____ SOURCE EXCERPT

Discrimination: What is it?

by Neil Rees

On 20 and 21st August, 1984, the High Court heard argument in the case of Gerhardy v Brown. On 21 July, 1983, Millhouse J. of the South Australian Supreme Court decided that section 19 of the Pitjantjatjara Land Rights Act 1981 (S.A.) (PLRA) was inconsistent with section 9 of the Racial Discrimination Act, 1975 (Cth) (RDA) and therefore invalid by reason of the operation on section 109 of the Constitution.[1]

An appeal was lodged against this decision and the matter was removed into the High Court on the application of the South Australian Attorney-General. The High Court's reserved decision is expected some time in early 1985.

This case may have an extraordinary impact upon state land rights' legislation, Commonwealth race discrimination legislation and the scope of the external affairs power in the Commonwealth Constitution. Even though the decision has not yet been delivered, it is instructive to consider the submissions made by the parties and the comment from the Bench during argument.

The decision by Millhouse J., at first instance, has already been the subject of strong criticism.[2] Millhouse J. decided that s.19 of the PLRA, which prevented entry upon Pitjantjatjara lands without the permission of Anangu Pitjantjatjaraku[3], was a law which led to a restriction or preference on the basis of race which impaired the exercise of the right to freedom of movement and therefore contravened s.9 of the Racial Discrimination Act. In order to dispose of the case before him, Millhouse J. needed to go no further than to declare s.19 of the PLRA invalid, but he strongly hinted that those sections of the PLRA which granted land in fee simple to the Pitjantjatjara peoples may also be invalid.

________
____ MATERIAL PROVIDED

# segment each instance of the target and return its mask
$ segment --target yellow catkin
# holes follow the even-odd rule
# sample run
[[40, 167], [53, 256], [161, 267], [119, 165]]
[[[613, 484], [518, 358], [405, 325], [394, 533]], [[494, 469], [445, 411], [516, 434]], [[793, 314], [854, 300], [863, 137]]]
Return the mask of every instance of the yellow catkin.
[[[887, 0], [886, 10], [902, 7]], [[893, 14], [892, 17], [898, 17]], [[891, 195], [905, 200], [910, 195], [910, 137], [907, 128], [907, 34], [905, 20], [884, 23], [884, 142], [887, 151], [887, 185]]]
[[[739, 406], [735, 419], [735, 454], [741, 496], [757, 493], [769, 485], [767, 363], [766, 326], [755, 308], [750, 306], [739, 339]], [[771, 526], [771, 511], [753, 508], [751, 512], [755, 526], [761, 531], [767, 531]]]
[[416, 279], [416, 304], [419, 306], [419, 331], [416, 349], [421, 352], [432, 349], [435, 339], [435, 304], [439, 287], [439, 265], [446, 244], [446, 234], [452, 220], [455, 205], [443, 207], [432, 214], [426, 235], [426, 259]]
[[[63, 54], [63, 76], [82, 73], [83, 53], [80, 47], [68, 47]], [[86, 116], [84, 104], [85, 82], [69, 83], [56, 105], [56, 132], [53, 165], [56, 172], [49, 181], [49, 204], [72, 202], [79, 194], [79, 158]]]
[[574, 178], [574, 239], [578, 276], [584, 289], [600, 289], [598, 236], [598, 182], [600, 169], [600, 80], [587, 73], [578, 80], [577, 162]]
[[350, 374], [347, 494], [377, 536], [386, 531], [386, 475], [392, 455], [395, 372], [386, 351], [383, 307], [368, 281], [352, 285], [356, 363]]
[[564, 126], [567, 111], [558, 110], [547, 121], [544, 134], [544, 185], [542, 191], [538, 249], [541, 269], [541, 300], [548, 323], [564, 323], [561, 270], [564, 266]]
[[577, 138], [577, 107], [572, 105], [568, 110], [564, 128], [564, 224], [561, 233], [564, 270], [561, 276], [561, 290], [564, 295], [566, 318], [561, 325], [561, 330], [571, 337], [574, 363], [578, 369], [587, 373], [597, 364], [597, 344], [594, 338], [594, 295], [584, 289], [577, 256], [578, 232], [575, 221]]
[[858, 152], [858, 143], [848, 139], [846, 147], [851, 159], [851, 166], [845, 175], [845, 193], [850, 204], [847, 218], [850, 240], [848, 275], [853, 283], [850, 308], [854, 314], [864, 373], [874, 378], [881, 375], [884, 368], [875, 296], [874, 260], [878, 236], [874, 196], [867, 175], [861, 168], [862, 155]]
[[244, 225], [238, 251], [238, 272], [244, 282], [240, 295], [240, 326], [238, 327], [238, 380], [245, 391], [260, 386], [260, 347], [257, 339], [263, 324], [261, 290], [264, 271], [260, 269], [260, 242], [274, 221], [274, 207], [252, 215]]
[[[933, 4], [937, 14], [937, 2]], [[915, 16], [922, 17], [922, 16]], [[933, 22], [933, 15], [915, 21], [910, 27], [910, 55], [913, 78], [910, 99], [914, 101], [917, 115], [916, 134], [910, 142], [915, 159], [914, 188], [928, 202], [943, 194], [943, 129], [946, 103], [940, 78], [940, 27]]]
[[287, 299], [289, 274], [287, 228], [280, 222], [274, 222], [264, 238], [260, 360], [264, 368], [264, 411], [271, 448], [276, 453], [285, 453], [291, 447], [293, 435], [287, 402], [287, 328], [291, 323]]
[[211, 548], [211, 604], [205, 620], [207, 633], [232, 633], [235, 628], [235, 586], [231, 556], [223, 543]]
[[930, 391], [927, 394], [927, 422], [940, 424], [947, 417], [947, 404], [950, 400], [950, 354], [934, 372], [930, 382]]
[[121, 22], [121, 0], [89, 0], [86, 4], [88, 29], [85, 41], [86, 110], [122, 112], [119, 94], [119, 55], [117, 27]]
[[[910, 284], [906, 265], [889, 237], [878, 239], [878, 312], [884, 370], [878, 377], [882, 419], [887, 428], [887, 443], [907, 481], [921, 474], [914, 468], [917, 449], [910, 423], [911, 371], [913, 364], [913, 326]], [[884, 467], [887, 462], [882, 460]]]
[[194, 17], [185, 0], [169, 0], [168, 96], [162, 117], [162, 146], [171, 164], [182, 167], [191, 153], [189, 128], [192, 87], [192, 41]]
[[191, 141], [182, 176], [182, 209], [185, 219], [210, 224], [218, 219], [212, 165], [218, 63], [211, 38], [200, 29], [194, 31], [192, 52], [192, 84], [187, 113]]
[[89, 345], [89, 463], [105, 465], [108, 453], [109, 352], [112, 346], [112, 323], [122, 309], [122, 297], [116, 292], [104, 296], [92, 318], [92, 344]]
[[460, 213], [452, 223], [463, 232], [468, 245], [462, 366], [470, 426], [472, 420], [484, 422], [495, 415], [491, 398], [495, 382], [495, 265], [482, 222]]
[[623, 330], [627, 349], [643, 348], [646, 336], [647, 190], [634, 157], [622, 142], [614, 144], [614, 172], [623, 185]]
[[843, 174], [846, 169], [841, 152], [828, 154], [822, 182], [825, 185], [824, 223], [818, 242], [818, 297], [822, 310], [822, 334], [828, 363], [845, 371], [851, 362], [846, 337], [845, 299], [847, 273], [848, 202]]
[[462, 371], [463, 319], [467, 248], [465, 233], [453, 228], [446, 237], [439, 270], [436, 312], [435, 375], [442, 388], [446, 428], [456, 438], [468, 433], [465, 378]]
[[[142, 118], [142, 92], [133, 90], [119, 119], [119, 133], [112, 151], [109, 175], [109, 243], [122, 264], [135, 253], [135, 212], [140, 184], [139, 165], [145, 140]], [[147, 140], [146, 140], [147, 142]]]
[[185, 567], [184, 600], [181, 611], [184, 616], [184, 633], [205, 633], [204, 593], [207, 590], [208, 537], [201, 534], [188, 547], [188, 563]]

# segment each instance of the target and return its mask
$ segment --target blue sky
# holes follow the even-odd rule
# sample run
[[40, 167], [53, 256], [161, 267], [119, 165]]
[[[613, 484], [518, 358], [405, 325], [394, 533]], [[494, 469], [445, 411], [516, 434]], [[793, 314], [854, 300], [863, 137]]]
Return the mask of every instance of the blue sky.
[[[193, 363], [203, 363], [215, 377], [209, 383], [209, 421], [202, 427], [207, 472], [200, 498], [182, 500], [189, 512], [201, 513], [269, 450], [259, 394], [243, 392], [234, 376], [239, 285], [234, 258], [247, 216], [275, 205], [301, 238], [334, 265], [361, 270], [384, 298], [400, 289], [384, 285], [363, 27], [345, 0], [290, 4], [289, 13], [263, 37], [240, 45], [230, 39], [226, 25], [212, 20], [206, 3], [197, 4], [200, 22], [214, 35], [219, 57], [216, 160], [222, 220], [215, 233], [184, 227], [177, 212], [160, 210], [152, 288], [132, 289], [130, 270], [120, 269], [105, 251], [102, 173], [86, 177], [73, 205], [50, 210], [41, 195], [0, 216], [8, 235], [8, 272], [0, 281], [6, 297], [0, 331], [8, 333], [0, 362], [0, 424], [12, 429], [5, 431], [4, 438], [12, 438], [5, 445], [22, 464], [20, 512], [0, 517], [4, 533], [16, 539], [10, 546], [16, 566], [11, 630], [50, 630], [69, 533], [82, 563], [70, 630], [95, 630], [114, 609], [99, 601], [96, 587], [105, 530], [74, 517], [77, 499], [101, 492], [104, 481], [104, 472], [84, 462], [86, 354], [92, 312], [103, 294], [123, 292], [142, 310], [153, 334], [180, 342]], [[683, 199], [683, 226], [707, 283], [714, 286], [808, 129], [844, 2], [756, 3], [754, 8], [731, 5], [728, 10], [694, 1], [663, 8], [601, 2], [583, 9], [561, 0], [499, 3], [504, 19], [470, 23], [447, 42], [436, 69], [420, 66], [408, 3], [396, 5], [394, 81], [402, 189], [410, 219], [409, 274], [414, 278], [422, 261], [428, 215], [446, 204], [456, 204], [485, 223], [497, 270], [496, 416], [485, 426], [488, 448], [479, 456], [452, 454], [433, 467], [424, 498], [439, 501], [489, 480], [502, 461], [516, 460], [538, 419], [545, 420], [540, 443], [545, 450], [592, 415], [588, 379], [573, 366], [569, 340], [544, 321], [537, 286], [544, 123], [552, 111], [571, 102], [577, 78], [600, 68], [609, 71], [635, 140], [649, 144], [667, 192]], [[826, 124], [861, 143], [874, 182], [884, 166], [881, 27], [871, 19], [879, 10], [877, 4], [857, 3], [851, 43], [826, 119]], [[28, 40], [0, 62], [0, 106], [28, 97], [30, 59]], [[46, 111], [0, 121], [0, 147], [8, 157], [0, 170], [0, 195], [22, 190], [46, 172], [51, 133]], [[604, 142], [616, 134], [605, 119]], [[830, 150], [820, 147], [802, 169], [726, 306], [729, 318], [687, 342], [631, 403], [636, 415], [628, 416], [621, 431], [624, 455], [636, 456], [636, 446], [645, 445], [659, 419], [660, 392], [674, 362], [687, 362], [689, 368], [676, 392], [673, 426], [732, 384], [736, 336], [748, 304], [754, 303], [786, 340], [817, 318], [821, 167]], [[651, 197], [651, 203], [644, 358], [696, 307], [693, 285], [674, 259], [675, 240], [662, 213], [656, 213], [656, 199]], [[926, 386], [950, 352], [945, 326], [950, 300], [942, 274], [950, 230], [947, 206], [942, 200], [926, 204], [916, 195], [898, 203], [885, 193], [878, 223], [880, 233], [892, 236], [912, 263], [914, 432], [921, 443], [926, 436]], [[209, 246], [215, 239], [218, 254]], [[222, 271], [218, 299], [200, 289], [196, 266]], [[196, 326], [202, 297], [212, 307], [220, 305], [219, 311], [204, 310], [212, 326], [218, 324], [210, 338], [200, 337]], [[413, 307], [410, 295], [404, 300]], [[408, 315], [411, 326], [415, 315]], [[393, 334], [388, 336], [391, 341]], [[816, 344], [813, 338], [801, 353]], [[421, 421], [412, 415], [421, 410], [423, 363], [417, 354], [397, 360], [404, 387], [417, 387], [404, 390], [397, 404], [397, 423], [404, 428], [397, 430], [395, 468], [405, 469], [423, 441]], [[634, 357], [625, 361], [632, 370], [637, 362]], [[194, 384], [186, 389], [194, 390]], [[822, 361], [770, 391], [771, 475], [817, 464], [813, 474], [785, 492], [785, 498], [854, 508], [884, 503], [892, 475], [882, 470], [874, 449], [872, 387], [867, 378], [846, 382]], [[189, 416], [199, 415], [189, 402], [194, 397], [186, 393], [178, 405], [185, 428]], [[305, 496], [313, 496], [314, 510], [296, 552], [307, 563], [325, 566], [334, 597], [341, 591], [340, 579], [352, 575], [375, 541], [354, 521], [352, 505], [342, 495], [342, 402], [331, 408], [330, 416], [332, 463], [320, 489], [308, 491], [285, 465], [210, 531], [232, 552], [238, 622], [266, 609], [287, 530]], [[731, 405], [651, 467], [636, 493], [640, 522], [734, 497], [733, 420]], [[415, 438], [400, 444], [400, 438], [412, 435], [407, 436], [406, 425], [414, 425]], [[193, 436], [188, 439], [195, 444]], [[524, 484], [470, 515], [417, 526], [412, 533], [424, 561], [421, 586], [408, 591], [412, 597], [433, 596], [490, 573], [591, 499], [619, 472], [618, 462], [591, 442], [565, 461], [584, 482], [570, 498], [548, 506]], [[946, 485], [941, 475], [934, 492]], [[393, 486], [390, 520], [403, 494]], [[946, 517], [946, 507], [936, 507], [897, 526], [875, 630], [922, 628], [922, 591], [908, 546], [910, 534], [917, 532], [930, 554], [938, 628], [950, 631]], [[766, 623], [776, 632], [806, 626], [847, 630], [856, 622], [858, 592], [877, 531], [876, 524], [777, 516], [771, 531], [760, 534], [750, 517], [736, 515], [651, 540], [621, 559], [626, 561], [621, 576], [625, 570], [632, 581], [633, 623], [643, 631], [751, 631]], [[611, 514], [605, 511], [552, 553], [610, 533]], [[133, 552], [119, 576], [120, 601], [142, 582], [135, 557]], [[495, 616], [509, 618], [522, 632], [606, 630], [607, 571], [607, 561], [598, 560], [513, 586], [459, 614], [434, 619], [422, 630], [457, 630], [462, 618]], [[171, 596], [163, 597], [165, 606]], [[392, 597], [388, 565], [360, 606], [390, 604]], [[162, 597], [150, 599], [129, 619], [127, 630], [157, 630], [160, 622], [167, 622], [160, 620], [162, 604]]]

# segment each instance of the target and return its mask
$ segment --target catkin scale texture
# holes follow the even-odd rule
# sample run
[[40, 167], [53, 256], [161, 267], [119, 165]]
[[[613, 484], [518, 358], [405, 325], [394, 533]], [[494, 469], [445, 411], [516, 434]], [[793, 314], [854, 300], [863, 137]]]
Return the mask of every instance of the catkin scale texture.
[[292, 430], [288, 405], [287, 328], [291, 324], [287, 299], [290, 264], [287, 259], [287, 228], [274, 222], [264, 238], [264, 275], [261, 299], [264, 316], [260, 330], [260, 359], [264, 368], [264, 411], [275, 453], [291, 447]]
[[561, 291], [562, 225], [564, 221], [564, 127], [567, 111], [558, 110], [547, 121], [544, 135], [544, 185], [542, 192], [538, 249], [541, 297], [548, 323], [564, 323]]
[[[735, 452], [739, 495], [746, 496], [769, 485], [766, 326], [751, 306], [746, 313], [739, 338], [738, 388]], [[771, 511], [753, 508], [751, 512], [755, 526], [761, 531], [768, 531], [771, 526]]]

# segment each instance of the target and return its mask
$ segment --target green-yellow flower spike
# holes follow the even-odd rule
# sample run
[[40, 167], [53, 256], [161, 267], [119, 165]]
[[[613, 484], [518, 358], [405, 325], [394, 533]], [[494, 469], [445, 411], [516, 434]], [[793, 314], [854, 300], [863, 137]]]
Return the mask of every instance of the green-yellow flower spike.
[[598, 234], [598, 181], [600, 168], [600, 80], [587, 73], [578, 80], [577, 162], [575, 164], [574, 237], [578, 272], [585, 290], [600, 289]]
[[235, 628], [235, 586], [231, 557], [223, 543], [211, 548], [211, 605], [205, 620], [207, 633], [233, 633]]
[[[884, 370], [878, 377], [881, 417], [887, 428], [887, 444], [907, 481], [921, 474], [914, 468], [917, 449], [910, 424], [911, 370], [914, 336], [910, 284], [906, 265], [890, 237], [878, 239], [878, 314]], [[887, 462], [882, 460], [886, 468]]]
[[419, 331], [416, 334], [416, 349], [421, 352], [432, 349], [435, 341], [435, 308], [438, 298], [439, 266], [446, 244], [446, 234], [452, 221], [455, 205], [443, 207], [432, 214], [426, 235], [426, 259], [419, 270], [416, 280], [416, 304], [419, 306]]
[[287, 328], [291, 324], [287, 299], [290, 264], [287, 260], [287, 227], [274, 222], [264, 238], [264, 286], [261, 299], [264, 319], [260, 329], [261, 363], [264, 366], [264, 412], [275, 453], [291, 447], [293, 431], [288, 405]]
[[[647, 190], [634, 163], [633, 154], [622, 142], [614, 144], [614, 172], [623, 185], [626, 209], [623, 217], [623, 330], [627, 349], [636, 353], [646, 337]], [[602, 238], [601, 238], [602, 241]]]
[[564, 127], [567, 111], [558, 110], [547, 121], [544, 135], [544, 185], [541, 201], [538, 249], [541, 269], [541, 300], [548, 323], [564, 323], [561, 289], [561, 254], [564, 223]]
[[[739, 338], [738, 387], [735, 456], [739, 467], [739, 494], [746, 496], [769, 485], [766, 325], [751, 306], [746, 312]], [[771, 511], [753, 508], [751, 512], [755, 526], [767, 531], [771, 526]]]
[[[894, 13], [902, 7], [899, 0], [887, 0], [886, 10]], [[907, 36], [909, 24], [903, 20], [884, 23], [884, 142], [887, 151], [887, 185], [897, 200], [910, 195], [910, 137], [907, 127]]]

________

WORK INSTRUCTIONS:
• 1. Answer each of the following from the excerpt on Gerhardy v Brown, one answer a line:
(a) On what dates did the High Court hear argument in the case?
(b) On whose application was the matter removed into the High Court?
(c) What did section 19 of the PLRA prevent?
• 2. Using the excerpt on Gerhardy v Brown, explain in one to three sentences why Millhouse J. found that section 19 of the PLRA contravened section 9 of the Racial Discrimination Act.
• 3. Write out the stretch of the excerpt on Gerhardy v Brown from "On 20 and 21st" through "in early 1985.".

OUTPUTS BY TASK:
• 1.
(a) 20 and 21 August 1984.
(b) The South Australian Attorney-General's.
(c) Entry upon Pitjantjatjara lands without the permission of Anangu Pitjantjatjaraku.

• 2. Millhouse J. held that section 19, by barring entry to Pitjantjatjara lands without the permission of Anangu Pitjantjatjaraku, was a law that led to a restriction or preference based on race. That restriction impaired the exercise of the right to freedom of movement, so it contravened section 9 of the Racial Discrimination Act.

• 3.
On 20 and 21st August, 1984, the High Court heard argument in the case of Gerhardy v Brown. On 21 July, 1983, Millhouse J. of the South Australian Supreme Court decided that section 19 of the Pitjantjatjara Land Rights Act 1981 (S.A.) (PLRA) was inconsistent with section 9 of the Racial Discrimination Act, 1975 (Cth) (RDA) and therefore invalid by reason of the operation on section 109 of the Constitution.[1]

An appeal was lodged against this decision and the matter was removed into the High Court on the application of the South Australian Attorney-General. The High Court's reserved decision is expected some time in early 1985.